Begin

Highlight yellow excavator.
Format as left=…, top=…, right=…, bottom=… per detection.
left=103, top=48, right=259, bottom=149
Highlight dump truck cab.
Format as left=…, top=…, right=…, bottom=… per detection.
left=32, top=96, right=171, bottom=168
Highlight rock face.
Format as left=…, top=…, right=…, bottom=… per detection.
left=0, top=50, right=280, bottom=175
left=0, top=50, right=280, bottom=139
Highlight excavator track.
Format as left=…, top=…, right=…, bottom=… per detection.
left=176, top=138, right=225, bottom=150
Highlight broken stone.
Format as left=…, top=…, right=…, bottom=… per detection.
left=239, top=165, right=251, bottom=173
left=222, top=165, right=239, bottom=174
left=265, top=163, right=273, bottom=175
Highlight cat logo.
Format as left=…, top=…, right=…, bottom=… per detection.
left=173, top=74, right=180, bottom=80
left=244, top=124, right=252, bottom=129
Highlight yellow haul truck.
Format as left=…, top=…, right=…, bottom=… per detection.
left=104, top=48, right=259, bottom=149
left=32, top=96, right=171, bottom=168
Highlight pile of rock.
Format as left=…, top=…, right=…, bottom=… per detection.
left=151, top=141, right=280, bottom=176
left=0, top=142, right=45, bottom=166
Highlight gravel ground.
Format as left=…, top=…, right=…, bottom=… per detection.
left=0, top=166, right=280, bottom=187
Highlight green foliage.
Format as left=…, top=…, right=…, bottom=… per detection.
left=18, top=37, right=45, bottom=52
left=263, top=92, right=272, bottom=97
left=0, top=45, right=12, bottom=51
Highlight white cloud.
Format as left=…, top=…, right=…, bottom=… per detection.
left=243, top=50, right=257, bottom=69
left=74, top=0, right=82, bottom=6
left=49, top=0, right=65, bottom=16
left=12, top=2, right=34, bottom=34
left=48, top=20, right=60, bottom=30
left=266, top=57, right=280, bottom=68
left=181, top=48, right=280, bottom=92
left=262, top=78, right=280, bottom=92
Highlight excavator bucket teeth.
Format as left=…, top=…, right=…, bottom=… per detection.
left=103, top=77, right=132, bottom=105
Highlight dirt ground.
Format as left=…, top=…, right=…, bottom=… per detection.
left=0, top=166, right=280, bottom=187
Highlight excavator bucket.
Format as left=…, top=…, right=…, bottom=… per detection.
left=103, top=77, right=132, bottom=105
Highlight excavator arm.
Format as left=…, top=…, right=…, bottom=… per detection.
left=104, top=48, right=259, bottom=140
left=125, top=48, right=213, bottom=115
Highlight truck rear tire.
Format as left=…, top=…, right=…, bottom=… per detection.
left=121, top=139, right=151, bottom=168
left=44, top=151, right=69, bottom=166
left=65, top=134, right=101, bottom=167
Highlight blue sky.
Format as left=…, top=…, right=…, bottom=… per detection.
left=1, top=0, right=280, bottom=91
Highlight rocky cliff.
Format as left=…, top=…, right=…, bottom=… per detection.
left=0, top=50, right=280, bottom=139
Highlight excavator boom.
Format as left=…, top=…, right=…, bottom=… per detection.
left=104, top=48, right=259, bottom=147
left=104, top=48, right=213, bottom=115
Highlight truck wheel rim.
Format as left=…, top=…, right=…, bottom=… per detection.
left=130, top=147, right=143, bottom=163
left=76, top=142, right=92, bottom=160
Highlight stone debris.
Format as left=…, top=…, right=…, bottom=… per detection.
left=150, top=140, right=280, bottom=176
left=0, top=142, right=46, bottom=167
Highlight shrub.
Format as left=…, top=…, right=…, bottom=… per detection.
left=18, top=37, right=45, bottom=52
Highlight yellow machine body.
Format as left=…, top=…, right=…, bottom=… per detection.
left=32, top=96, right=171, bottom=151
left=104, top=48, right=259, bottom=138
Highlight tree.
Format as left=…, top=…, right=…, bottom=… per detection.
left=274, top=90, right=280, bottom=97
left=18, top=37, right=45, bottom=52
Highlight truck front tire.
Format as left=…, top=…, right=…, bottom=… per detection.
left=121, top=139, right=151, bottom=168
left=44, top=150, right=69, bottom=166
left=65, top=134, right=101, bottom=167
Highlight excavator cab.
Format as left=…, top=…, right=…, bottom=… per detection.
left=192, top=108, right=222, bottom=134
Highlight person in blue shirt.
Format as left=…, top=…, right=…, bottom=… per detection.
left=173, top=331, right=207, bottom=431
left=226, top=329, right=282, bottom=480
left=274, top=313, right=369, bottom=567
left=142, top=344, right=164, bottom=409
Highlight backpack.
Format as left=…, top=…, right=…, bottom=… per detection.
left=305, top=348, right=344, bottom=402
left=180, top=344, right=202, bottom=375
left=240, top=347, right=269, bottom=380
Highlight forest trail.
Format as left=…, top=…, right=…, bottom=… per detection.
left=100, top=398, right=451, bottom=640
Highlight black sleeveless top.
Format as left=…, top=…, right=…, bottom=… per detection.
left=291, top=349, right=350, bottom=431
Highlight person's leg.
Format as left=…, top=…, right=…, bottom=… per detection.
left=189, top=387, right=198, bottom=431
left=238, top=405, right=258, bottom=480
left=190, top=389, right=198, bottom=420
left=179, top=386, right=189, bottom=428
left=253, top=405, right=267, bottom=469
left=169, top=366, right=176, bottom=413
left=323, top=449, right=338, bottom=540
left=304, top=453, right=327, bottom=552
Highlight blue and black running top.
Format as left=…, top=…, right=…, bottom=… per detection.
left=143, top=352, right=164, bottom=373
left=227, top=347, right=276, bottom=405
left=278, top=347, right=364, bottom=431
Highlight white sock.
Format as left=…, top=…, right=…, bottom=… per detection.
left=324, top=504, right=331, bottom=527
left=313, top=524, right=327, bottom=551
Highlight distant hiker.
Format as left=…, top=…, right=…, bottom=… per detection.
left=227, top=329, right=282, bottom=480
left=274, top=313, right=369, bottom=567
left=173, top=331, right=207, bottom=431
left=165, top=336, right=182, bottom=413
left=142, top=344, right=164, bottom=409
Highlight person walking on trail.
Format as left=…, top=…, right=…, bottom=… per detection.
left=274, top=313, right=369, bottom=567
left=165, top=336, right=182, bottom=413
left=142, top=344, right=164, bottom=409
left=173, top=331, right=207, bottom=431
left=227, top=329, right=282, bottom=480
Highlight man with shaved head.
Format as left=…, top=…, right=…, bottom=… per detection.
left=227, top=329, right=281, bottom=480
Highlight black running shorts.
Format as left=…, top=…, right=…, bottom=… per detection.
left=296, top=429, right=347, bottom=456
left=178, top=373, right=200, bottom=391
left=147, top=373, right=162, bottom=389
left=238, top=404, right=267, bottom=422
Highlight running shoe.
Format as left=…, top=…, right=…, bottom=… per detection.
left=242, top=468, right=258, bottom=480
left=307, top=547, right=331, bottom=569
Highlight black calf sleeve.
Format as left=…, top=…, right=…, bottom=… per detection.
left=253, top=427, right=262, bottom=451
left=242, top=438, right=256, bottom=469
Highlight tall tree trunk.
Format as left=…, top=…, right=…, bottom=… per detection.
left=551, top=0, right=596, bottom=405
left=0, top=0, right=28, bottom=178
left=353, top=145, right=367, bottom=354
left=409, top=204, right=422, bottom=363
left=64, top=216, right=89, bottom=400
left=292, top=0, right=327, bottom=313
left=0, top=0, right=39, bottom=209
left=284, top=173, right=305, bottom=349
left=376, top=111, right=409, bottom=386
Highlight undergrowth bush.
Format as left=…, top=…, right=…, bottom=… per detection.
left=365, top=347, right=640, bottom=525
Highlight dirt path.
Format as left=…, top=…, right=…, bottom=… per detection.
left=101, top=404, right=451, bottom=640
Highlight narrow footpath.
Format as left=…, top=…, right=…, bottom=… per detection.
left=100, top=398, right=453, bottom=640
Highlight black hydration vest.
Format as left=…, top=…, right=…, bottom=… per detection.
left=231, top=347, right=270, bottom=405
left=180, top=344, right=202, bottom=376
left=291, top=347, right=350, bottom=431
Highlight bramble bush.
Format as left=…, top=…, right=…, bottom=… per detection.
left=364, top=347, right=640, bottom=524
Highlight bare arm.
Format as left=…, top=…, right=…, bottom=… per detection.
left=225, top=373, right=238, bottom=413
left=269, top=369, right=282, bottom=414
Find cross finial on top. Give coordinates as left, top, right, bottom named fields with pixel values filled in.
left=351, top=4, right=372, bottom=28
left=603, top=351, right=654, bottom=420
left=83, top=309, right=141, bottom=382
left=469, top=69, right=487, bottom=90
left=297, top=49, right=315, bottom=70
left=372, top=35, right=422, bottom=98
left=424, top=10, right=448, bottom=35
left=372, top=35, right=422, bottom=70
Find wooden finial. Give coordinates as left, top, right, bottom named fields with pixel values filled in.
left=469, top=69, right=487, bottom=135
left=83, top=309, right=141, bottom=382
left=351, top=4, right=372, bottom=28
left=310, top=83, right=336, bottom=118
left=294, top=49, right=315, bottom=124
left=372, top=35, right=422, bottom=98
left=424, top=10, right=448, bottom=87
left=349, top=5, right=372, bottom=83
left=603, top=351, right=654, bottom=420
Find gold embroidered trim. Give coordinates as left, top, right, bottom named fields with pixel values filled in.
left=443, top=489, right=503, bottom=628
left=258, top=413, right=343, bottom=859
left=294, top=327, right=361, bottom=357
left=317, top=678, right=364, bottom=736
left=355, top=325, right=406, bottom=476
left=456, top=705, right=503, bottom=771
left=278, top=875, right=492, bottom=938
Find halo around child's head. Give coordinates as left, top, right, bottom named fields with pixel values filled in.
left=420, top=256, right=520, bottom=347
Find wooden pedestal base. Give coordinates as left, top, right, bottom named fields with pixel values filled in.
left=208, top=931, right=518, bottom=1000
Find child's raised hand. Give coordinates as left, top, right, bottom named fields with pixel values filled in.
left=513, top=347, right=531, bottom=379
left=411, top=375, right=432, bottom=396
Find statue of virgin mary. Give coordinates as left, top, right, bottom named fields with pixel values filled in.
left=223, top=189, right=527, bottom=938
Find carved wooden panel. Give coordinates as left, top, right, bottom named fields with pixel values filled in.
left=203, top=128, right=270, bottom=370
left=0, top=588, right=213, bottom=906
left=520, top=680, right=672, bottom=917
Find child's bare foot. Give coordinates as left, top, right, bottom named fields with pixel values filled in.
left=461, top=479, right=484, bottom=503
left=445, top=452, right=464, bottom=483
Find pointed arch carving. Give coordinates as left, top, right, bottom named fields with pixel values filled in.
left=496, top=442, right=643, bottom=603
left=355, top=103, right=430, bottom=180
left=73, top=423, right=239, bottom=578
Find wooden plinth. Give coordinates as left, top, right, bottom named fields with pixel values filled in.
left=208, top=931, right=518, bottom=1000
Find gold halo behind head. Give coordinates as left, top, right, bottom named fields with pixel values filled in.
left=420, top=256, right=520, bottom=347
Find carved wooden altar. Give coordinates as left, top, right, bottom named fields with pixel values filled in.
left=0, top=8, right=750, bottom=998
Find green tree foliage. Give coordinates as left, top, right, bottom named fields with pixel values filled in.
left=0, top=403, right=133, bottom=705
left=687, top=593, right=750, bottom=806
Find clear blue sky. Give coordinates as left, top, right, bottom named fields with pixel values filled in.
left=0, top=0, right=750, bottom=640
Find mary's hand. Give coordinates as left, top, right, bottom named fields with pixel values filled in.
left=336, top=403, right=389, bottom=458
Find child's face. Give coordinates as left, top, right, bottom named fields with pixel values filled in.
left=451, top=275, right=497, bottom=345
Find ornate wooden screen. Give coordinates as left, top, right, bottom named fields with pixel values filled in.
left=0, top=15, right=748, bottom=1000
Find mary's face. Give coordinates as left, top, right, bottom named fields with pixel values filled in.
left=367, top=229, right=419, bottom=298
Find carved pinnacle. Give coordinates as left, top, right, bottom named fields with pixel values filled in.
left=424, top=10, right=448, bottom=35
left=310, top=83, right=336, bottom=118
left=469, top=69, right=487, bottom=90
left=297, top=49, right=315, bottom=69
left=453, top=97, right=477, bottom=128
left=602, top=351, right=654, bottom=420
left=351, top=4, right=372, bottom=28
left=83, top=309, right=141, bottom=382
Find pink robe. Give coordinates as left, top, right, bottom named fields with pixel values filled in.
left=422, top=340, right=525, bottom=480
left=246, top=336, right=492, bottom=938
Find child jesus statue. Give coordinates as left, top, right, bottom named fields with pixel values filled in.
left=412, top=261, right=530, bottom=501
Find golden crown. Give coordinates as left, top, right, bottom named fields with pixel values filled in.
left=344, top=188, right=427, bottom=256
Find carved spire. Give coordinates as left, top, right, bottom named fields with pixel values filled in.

End

• [Exercise brief]: Which lines in the items above contain the word "foliage"? Pick out each of those lines and copy it in full, counting a line only when the capitalization matches.

• [Output]:
Highlight green foliage.
Find green tree foliage. Give coordinates as left, top, right, bottom named fields with pixel values filled in.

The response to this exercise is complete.